Extracted records
-.-.-
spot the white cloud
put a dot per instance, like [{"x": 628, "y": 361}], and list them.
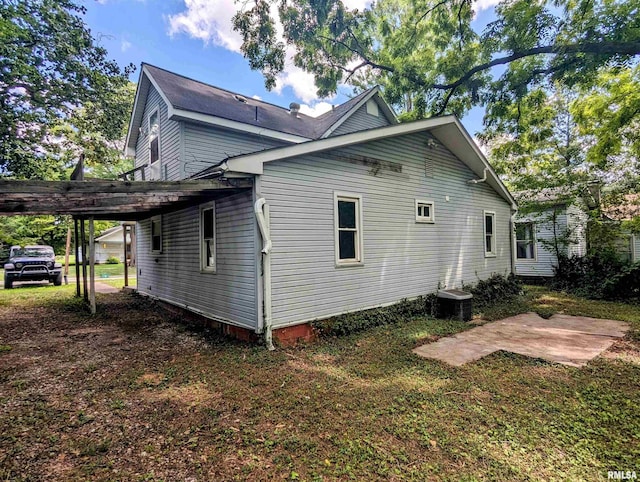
[
  {"x": 209, "y": 21},
  {"x": 316, "y": 109},
  {"x": 480, "y": 5}
]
-.-.-
ACTIVITY
Only the lines from the one holding "put a dot per" through the end of the data are to be printed, exactly as they stand and with no pictures.

RESULT
put a dot per instance, like [{"x": 628, "y": 361}], and list them.
[
  {"x": 209, "y": 21},
  {"x": 316, "y": 109},
  {"x": 480, "y": 5}
]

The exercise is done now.